* Exercise requirements: List the lines of the data below, from the one containing "Could you kindly annotate the residential" through the end, as a numbered list, omitting any blank lines.

----- Records for the task

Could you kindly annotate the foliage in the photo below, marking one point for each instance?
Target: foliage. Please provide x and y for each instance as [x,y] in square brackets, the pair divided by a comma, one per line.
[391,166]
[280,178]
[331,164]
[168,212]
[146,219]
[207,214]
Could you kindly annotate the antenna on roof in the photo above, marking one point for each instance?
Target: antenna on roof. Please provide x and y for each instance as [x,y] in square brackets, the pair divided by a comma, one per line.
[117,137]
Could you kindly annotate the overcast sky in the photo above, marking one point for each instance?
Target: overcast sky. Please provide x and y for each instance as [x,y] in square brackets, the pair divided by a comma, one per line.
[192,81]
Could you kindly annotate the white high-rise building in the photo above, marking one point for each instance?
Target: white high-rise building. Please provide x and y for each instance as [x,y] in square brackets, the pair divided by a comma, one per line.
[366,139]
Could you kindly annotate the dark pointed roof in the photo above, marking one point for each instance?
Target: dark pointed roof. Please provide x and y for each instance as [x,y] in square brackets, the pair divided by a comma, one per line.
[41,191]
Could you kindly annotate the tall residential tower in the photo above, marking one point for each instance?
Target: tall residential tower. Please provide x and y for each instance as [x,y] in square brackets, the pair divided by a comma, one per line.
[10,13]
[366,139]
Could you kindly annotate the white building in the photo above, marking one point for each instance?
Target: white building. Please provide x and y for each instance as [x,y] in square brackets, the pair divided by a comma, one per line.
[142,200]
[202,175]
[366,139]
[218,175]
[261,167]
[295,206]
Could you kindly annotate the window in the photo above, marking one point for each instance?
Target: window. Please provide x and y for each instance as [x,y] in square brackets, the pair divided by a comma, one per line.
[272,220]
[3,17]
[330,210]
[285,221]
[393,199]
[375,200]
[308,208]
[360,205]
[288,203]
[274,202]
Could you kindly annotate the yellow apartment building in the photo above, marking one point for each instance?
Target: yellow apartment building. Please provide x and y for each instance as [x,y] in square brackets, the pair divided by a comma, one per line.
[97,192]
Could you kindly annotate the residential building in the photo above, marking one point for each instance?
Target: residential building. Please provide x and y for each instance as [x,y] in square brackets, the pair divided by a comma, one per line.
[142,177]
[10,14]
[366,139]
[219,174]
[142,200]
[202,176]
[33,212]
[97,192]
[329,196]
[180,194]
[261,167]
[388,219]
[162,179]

----------

* Solution to this exercise:
1. Could you kindly annotate the residential building in the photo above, marking one point for each instance?
2. Target: residential building. Please provide x and y for each instance as [x,y] in square brackets, the pair divided by a comma, one per line.
3. [142,177]
4. [10,14]
5. [366,139]
6. [219,174]
7. [142,200]
8. [202,176]
9. [33,212]
10. [97,192]
11. [329,196]
12. [180,194]
13. [261,167]
14. [388,219]
15. [162,179]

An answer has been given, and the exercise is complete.